_SHORT EXERCISE 1:_ From the mailing-list thread on enabling and disabling docValues, return the text word for word, starting with "TextField is always" and going on through "the actual implementation.".
_SHORT EXERCISE 2:_ Extend the mailing-list thread on enabling and disabling docValues, picking up after its final sentence.

_PASSAGE PROVIDED:_
※ ※ ※

Re: Enabling/disabling docValues

Posted by John Davis <jo...@gmail.com>.
You have made many assumptions which might not always be realistic a)
TextField is always tokenized b) Users care about precise counts and c)
Users have the luxury or ability to do a full re-index anytime. These are
real issues and there is no black/white solution. I will ask Lucene folks
on the actual implementation.

On Mon, Jun 10, 2019 at 10:55 AM Erick Erickson <er...@gmail.com>
wrote:

> bq. Does lucene look at %docs in each state, or the first doc or something
> else?
>
> Frankly I don’t care since no matter what, the results of faceting mixed
> definitions is not useful.
>
> tl;dr;
>
> “When I use a word,’ Humpty Dumpty said in rather a scornful tone, ‘it
> means just what I choose it to mean — neither more nor less.’
>
> So “undefined" in this case means “I don’t see any value at all in chasing
> that info down” ;).
>
> Changing from regular text to SortableText means that the results will be
> inaccurate no matter what. For example, I have a doc with the value “my dog
> has fleas”. When NOT using SortableText, there are multiple tokens so facet
> counts would be:
>
> my (1)
> dog (1)
> has (1)
> fleas (1)
>
> But for SortableText will be:
>
> my dog has fleas (1)
>
> Consider doc1 with “my dog has fleas” and doc2 with “my cat has fleas”.
> doc1 was  indexed before switching to SortableText and doc2 after.
> Presumably  the output you want is:
>
> my dog has fleas (1)
> my cat has fleas (1)
>
> But you can’t get that output.  There are three cases:
>
> 1> Lucene treats all documents as SortableText, faceting on the docValues
> parts. No facets on doc1
>
> my  cat has fleas (1)
>
> 2> Lucene treats all documents as tokenized, faceting on each individual
> token. Faceting is performed on the tokenized content of both,  docValues
> in doc2  ignored
>
> my  (2)
> dog (1)
> has (2)
> fleas (2)
> cat (1)
>
>
> 3> Lucene does the best it can, faceting on the tokens for docs without
> SortableText and docValues if the doc was indexed with Sortable text. doc1
> faceted on tokenized, doc2 on docValues
>
> my  (1)
> dog (1)
> has (1)
> fleas (1)
> my cat has fleas (1)
>
> Since none of those cases is what I want, there’s no point I can see in
> chasing down what actually happens….

※ ※ ※

_DATASET EXCERPTS:_
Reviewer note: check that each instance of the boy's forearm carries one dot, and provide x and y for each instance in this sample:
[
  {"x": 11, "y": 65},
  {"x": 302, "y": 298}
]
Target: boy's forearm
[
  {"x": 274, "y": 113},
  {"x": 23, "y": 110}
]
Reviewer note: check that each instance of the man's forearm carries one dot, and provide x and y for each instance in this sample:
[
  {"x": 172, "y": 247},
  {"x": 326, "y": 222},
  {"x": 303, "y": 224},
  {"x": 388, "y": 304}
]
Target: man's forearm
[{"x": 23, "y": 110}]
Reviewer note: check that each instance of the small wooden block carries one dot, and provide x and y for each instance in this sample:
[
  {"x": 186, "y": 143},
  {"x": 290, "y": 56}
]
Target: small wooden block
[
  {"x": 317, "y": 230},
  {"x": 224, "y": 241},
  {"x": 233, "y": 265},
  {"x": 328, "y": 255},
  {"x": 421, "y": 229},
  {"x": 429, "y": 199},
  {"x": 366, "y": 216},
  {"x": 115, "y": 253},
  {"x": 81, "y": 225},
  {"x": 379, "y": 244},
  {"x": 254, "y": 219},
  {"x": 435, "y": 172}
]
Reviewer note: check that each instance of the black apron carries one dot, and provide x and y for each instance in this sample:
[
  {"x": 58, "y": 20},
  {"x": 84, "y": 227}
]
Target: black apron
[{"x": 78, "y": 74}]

※ ※ ※

_REPLY 1:_
TextField is always tokenized b) Users care about precise counts and c)
Users have the luxury or ability to do a full re-index anytime. These are
real issues and there is no black/white solution. I will ask Lucene folks
on the actual implementation.

_REPLY 2:_
>
> Best,
> Erick
>
> P.S. I _think_ Lucene tries to use the definition from the first segment,
> but since whether the lists of segments to be  merged don’t look at the
> field definitions at all. Whether the first segment in the list has
> SortableText or not will not be predictable in a general way even within a
> single run.
>
>
> > On Jun 9, 2019, at 6:53 PM, John Davis <jo...@gmail.com>
> wrote:
> >
> > Understood, however code is rarely random/undefined. Does lucene look at
> %
> > docs in each state, or the first doc or something else?
> >
> > On Sun, Jun 9, 2019 at 1:58 PM Erick Erickson <er...@gmail.com>
> > wrote:
> >
> >> It’s basically undefined. When segments are merged that have dissimilar
> >> definitions like this what can Lucene do? Consider:
> >>
> >> Faceting on a text (not sortable) means that each individual token in
> the
> >> index is uninverted on the Java heap and the facets are computed for
> each
> >> individual term.
> >>
> >> Faceting on a SortableText field just has a single term per document,
> and
> >> that in the docValues structures as opposed to the inverted index.
> >>
> >> Now you change the value and start indexing. At some point a segment
> >> containing no docValues is merged with a segment containing docValues
> for
> >> the field. The resulting mixed segment is in this state. If you facet on
> >> the field, should the docs without docValues have each individual term
> >> counted? Or just the SortableText values in the docValues structure?
> >> Neither one is right.
> >>
> >> Also remember that Lucene has no notion of schema. That’s entirely
> imposed
> >> on Lucene by Solr carefully constructing low-level analysis chains.
> >>
> >> So I’d _strongly_ recommend you re-index your corpus to a new collection
> >> with the current definition, then perhaps use CREATEALIAS to seamlessly
> >> switch.
> >>
> >> Best,
> >> Erick
> >>
> >>> On Jun 9, 2019, at 12:50 PM, John Davis <jo...@gmail.com>
> >> wrote:
> >>>
> >>> Hi there,
> >>> We recently changed a field from TextField + no docValues to
> >>> SortableTextField which has docValues enabled by default. Once I did
> >> this I
> >>> do not see any facet values for the field. I know that once all the
> docs
> >>> are re-indexed facets should work again, however can someone clarify
> the
> >>> current logic of lucene/solr how facets will be computed when schema is
> >>> changed from no docValues to docValues and vice-versa?
> >>>
> >>> 1. Until ALL the docs are re-indexed, no facets will be returned?
> >>> 2. Once certain fraction of docs are re-indexed, those facets will be
> >>> returned?
> >>> 3. Something else?
> >>>
> >>>
> >>> Varun
> >>
> >>
>
>

Re: Enabling/disabling docValues

Posted by Erick Erickson <er...@gmail.com>.
bq. Does lucene look at %docs in each state, or the first doc or something else?

Frankly I don’t care since no matter what, the results of faceting mixed definitions is not useful.

tl;dr;

“When I use a word,’ Humpty Dumpty said in rather a scornful tone, ‘it means just what I choose it to mean — neither more nor less.’

So “undefined" in this case means “I don’t see any value at all in chasing that info down” ;).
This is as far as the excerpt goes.